- Data in this exercise -
[Start of Attachment]

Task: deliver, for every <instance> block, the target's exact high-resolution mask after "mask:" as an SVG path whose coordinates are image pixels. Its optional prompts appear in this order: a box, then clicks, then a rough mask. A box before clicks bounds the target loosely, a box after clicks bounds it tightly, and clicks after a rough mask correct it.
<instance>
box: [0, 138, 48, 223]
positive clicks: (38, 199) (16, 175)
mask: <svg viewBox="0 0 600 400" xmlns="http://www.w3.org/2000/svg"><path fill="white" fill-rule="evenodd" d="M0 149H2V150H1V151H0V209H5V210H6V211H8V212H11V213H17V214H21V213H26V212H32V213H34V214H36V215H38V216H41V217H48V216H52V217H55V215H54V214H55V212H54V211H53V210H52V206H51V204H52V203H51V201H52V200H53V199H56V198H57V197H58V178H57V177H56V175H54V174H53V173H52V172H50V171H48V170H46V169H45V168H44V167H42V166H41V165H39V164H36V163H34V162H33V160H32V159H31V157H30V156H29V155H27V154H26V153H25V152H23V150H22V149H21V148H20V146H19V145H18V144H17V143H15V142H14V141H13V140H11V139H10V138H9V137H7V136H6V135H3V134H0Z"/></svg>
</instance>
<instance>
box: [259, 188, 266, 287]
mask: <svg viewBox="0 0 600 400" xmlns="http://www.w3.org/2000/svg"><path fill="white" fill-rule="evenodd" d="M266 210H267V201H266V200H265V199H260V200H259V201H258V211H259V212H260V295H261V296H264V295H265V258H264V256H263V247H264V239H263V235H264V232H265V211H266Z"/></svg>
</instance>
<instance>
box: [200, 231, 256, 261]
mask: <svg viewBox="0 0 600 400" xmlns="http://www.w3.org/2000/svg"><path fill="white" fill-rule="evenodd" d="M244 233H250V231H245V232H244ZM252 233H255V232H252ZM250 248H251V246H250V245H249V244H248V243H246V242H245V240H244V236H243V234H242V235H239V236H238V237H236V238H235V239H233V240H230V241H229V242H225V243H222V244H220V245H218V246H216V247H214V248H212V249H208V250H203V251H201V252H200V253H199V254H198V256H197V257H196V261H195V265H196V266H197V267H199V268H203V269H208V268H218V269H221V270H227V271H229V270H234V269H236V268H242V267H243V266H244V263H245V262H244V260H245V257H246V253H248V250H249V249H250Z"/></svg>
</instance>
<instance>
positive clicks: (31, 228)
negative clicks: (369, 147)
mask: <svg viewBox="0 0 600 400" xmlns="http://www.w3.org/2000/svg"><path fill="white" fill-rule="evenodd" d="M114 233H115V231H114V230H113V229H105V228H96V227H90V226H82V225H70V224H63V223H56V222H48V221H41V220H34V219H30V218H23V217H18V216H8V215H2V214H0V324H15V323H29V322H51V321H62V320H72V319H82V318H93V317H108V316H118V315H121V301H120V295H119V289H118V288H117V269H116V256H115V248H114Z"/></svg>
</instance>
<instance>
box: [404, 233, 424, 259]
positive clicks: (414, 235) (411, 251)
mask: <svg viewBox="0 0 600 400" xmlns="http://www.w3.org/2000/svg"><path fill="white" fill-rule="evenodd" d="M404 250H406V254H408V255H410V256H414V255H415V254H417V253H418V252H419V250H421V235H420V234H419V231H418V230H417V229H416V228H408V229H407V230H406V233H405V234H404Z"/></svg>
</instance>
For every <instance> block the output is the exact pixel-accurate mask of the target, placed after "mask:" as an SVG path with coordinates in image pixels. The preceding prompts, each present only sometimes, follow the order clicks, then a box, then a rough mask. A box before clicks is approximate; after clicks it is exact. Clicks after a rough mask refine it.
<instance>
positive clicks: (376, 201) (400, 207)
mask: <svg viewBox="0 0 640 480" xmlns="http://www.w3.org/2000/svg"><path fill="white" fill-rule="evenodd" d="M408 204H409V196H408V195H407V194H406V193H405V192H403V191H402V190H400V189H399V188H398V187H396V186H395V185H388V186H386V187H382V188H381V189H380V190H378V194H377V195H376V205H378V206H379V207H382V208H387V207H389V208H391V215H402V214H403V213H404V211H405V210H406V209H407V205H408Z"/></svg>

[End of Attachment]

- What the task asks -
All the entries above are to be transcribed without any alteration.

- Solution for this problem -
Task: deliver, for every <instance> block, the target's exact high-resolution mask after "mask:" as an SVG path whose coordinates are image pixels. Its optional prompts appear in this order: a box, then clicks, then a rough mask. A box before clicks bounds the target loosely, a box after clicks bounds it tightly, and clicks after a rough mask correct it.
<instance>
box: [0, 138, 48, 223]
positive clicks: (38, 199) (16, 175)
mask: <svg viewBox="0 0 600 400" xmlns="http://www.w3.org/2000/svg"><path fill="white" fill-rule="evenodd" d="M0 149H2V150H1V151H0V209H5V210H6V211H8V212H11V213H17V214H21V213H26V212H32V213H34V214H36V215H38V216H41V217H48V216H52V217H55V215H54V214H55V212H54V211H53V210H52V206H51V204H52V203H51V201H52V200H53V199H56V198H57V197H58V178H57V177H56V175H54V174H53V173H52V172H50V171H48V170H46V169H45V168H44V167H42V166H41V165H39V164H36V163H34V162H33V160H32V159H31V157H30V156H29V155H27V154H26V153H25V152H23V150H22V149H21V148H20V146H19V145H18V144H17V143H15V142H14V141H13V140H11V139H10V138H9V137H7V136H6V135H3V134H0Z"/></svg>
</instance>
<instance>
box: [259, 188, 266, 287]
mask: <svg viewBox="0 0 600 400" xmlns="http://www.w3.org/2000/svg"><path fill="white" fill-rule="evenodd" d="M266 210H267V201H266V200H265V199H260V200H259V201H258V211H259V212H260V295H261V296H264V295H265V258H264V256H263V247H264V239H263V235H264V232H265V211H266Z"/></svg>
</instance>
<instance>
box: [200, 231, 256, 261]
mask: <svg viewBox="0 0 600 400" xmlns="http://www.w3.org/2000/svg"><path fill="white" fill-rule="evenodd" d="M244 233H250V231H245V232H244ZM252 233H255V232H252ZM250 248H251V246H250V245H249V244H248V243H246V242H245V240H244V236H243V234H242V235H239V236H238V237H236V238H235V239H233V240H230V241H229V242H225V243H222V244H220V245H218V246H216V247H214V248H212V249H208V250H203V251H201V252H200V253H199V254H198V256H197V257H196V261H195V265H196V266H197V267H199V268H203V269H208V268H218V269H221V270H227V271H229V270H234V269H236V268H242V267H243V266H244V263H245V262H244V260H245V257H246V253H248V250H249V249H250Z"/></svg>
</instance>
<instance>
positive clicks: (31, 228)
negative clicks: (369, 147)
mask: <svg viewBox="0 0 600 400" xmlns="http://www.w3.org/2000/svg"><path fill="white" fill-rule="evenodd" d="M114 233H115V231H114V230H113V229H105V228H96V227H90V226H82V225H70V224H63V223H56V222H48V221H41V220H34V219H30V218H23V217H18V216H8V215H2V214H0V324H15V323H29V322H51V321H62V320H72V319H82V318H93V317H108V316H118V315H121V301H120V295H119V289H118V288H117V269H116V256H115V248H114Z"/></svg>
</instance>
<instance>
box: [404, 233, 424, 259]
positive clicks: (414, 235) (411, 251)
mask: <svg viewBox="0 0 600 400" xmlns="http://www.w3.org/2000/svg"><path fill="white" fill-rule="evenodd" d="M404 250H406V254H408V255H410V256H414V255H415V254H417V253H418V252H419V250H421V235H420V234H419V231H418V230H417V229H416V228H408V229H407V230H406V233H405V234H404Z"/></svg>
</instance>
For every <instance> block the output is the exact pixel-accurate mask of the target, placed after "mask:" as an SVG path with coordinates in image pixels. The preceding prompts, each present only sometimes, follow the order clicks, then a box, then a rough mask. A box before clicks is approximate; after clicks it is exact. Clicks after a rough mask refine it.
<instance>
positive clicks: (376, 201) (400, 207)
mask: <svg viewBox="0 0 640 480" xmlns="http://www.w3.org/2000/svg"><path fill="white" fill-rule="evenodd" d="M408 204H409V196H408V195H407V194H406V193H405V192H403V191H402V190H400V189H399V188H398V187H396V186H395V185H388V186H386V187H382V188H381V189H380V190H378V194H377V195H376V205H378V206H379V207H382V208H387V207H389V208H391V215H402V214H403V213H404V211H405V210H406V209H407V205H408Z"/></svg>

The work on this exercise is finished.